*** Opening RECORD EXCERPTS ***

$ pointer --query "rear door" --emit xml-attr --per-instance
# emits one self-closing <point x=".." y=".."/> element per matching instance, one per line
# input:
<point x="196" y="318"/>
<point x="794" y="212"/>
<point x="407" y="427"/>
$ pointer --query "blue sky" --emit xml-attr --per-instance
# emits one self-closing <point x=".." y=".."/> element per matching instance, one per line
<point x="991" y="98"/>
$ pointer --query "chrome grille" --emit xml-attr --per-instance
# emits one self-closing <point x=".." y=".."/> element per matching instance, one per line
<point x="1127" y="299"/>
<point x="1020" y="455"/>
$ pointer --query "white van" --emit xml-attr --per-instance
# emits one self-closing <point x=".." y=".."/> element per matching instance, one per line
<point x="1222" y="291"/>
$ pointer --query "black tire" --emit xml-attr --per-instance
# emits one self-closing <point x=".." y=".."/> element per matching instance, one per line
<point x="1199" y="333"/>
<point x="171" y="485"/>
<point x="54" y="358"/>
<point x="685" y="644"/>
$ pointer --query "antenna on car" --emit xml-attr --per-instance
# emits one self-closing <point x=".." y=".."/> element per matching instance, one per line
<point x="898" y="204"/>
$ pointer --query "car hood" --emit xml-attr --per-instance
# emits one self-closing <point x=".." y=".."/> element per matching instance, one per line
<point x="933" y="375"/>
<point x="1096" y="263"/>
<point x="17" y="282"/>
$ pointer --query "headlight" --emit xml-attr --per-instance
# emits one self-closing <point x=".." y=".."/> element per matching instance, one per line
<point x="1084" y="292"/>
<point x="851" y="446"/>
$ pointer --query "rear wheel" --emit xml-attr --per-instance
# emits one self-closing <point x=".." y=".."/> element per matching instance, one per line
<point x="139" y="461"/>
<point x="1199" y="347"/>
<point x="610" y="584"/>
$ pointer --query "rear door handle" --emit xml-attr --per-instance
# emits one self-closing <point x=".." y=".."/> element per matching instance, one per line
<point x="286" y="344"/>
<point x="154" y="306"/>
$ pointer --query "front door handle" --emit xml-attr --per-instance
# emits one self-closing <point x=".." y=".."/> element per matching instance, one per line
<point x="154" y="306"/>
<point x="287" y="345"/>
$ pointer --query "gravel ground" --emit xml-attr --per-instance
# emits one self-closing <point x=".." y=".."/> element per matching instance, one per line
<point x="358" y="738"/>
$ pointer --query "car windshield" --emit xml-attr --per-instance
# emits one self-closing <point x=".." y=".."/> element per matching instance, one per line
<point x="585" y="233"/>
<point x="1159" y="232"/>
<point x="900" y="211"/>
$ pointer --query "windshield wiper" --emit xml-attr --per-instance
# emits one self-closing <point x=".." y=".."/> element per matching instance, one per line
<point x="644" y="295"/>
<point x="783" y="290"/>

*** Closing RECORD EXCERPTS ***

### [BRIEF]
Restate the records above in full, keeping each line exactly as it stands.

### [ANSWER BELOW]
$ pointer --query "rear door" --emit xml-attr --per-instance
# emits one self-closing <point x=".." y=".."/> element per matching instance, one per line
# input:
<point x="196" y="318"/>
<point x="794" y="212"/>
<point x="407" y="427"/>
$ pointer --query "blue sky" --emit xml-attr --per-instance
# emits one self-closing <point x=".." y=".."/> element per matching instance, one per line
<point x="991" y="98"/>
$ pointer --query "chrome grille" --emit xml-attr --per-instance
# emits one self-closing <point x=".." y=".."/> element per matching instance, one per line
<point x="1127" y="299"/>
<point x="1020" y="455"/>
$ pointer --query "white van" --emit xml-attr --per-instance
# emits one self-closing <point x=".." y=".."/> element per matching instance, one per line
<point x="1222" y="291"/>
$ pointer --query "black tire" --emit xml-attr --per-instance
# emits one self-closing <point x=".." y=".."/> element per matching instance, one per line
<point x="1199" y="333"/>
<point x="171" y="485"/>
<point x="54" y="358"/>
<point x="685" y="644"/>
$ pointer --query "antenna on car" --emit xml-attr --per-instance
# emits one self-closing <point x=".." y=".."/> element per matching instance, one per line
<point x="898" y="204"/>
$ pointer --query "car hood" --emit xml-attr --per-instance
# emits one self-closing <point x=".." y=".."/> element per matching instance, one per line
<point x="933" y="375"/>
<point x="1096" y="263"/>
<point x="17" y="282"/>
$ pointer --query "headlight" --emit xml-attr --per-instance
# emits one self-closing <point x=".." y=".."/> element per matching instance, one per line
<point x="1084" y="292"/>
<point x="851" y="446"/>
$ pointer --query "rear wheel" --emit xml-attr --per-instance
# emits one self-closing <point x=".." y=".."/> element per matching instance, one per line
<point x="139" y="461"/>
<point x="1199" y="347"/>
<point x="610" y="584"/>
$ pointer --query "rear door handle" --emit xml-attr --per-instance
# emits one self-closing <point x=".." y=".."/> element per matching instance, one per line
<point x="286" y="344"/>
<point x="154" y="306"/>
$ pointer --query "front door handle" --emit xml-attr --per-instance
# emits one self-closing <point x=".." y=".."/> element per matching instance, one per line
<point x="154" y="306"/>
<point x="287" y="345"/>
$ pointer --query "gravel ground" --emit xml-attr --per-instance
# emits one self-closing <point x=".." y=".."/> element per matching instance, one per line
<point x="358" y="738"/>
$ pointer --query "car windshield" --emit xml-attr --per-instance
# emits one self-closing <point x=".." y=".."/> element per matching instance, one per line
<point x="585" y="233"/>
<point x="1159" y="232"/>
<point x="900" y="211"/>
$ pointer --query "windshield wiper" --emit xml-attr --per-instance
# emits one self-closing <point x=".." y=".."/> element per matching instance, one per line
<point x="644" y="295"/>
<point x="783" y="290"/>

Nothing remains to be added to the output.